**EXERCISE BRIEF**
Write the records below out in full, character for character, with no pictures.

--- BEGIN ---

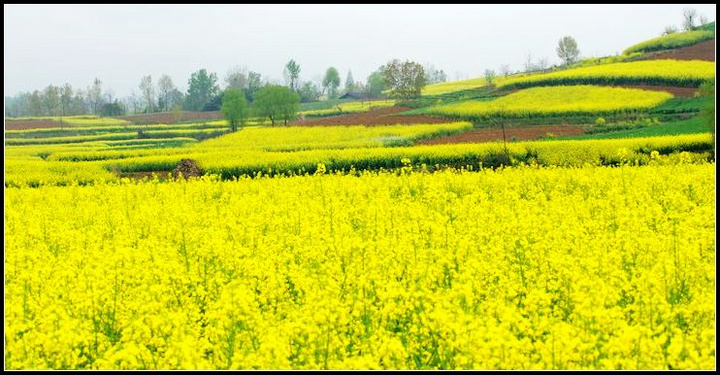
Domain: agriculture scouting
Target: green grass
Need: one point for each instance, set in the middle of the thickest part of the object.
(691, 126)
(671, 41)
(327, 104)
(682, 105)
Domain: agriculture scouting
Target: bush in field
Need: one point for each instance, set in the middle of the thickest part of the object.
(707, 89)
(277, 103)
(234, 108)
(404, 79)
(567, 50)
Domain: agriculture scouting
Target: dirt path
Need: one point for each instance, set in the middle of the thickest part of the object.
(701, 51)
(31, 124)
(525, 133)
(681, 92)
(171, 117)
(381, 116)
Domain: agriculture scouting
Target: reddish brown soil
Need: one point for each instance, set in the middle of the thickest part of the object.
(701, 51)
(524, 133)
(31, 124)
(682, 92)
(381, 116)
(162, 175)
(171, 117)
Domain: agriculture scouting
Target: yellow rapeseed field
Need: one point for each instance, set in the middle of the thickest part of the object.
(521, 268)
(556, 100)
(648, 72)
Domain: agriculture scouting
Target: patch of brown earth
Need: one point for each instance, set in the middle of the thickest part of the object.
(31, 124)
(681, 92)
(700, 51)
(171, 117)
(381, 116)
(524, 133)
(162, 175)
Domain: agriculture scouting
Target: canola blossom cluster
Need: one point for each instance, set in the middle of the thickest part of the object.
(519, 268)
(554, 101)
(690, 73)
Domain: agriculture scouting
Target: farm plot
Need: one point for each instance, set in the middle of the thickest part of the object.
(647, 72)
(521, 268)
(554, 101)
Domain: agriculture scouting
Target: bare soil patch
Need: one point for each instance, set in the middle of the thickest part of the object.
(681, 92)
(375, 117)
(171, 117)
(32, 124)
(525, 133)
(700, 51)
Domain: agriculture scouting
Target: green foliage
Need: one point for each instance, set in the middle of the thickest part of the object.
(681, 105)
(376, 84)
(202, 87)
(114, 108)
(331, 82)
(567, 50)
(292, 73)
(707, 113)
(675, 40)
(405, 80)
(234, 108)
(489, 76)
(309, 92)
(685, 73)
(691, 126)
(707, 27)
(277, 103)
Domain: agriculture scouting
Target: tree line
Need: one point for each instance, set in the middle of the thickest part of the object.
(203, 94)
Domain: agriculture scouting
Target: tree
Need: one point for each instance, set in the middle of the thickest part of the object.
(94, 95)
(433, 75)
(309, 92)
(254, 84)
(112, 108)
(51, 100)
(148, 93)
(375, 84)
(291, 74)
(277, 103)
(349, 82)
(489, 76)
(689, 18)
(670, 29)
(505, 70)
(234, 108)
(165, 89)
(567, 50)
(404, 79)
(65, 99)
(702, 20)
(202, 87)
(236, 78)
(331, 82)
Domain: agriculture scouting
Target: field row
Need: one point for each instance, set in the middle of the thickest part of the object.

--- END ---

**RESULT FOR THIS EXERCISE**
Domain: agriculture scouting
Target: green grass
Need: one point for each instance, set in the middle of the thickest part of the object.
(691, 126)
(671, 41)
(327, 104)
(682, 105)
Domain: agriculture scouting
Target: bush in field
Need: one point for each instance, set in the middle of the thickest part of the object.
(707, 89)
(277, 103)
(234, 108)
(404, 79)
(567, 50)
Domain: agriculture scouting
Target: dirt path
Need: one point for each instance, set in the middle of the thickest part of the object.
(701, 51)
(31, 124)
(525, 133)
(681, 92)
(171, 117)
(381, 116)
Domain: agriculture scouting
Target: reddish brown soil
Need: one point for each instance, set in the middle of the thickest part of the object.
(701, 51)
(524, 133)
(31, 124)
(682, 92)
(381, 116)
(162, 175)
(171, 117)
Domain: agriculture scouting
Target: yellow rapeseed field
Need: one point for each instance, set in the middle of the thickest part of the object.
(521, 268)
(556, 100)
(648, 72)
Domain: agriculture scouting
Target: patch of brown earth
Need: one point for each instance, set in the middle of the thickest part of the object.
(31, 124)
(681, 92)
(700, 51)
(171, 117)
(381, 116)
(524, 133)
(162, 175)
Domain: agriculture scouting
Target: canola blossom cluster
Need: one point for each instance, set in the middle of the thickest part of the object.
(519, 268)
(554, 101)
(690, 73)
Domain: agriculture scouting
Target: farm plot
Need: one point for each instance, set in the middle of the thickest part of the object.
(647, 72)
(521, 268)
(554, 101)
Domain: agriculture scouting
Target: bare soil patch
Need: one point for each instance, set in the middle of the thickest part of the object.
(681, 92)
(375, 117)
(171, 117)
(32, 124)
(525, 133)
(700, 51)
Domain: agriculture scouting
Target: green foliage
Need: one point for each instance, set in the middle of the thickest part of the object.
(681, 105)
(376, 84)
(202, 87)
(114, 108)
(331, 82)
(567, 50)
(292, 73)
(707, 113)
(675, 40)
(405, 80)
(234, 108)
(489, 76)
(309, 92)
(685, 73)
(691, 126)
(707, 27)
(277, 103)
Domain: agriculture scouting
Target: tree line
Need: one point for each instance, set in the middle of the thickest part of the object.
(203, 94)
Domain: agriculture scouting
Target: tree
Need: one point for each instance, set in the middle of the thickest part of the object.
(94, 95)
(433, 75)
(309, 92)
(254, 84)
(112, 108)
(51, 100)
(148, 93)
(375, 84)
(291, 74)
(277, 103)
(349, 82)
(489, 76)
(689, 18)
(670, 29)
(505, 70)
(234, 108)
(165, 89)
(567, 50)
(404, 79)
(65, 99)
(702, 20)
(202, 87)
(236, 78)
(331, 82)
Domain: agriculture scouting
Target: field row
Need: one point for each instance, set in the middle of the thickest part of the object.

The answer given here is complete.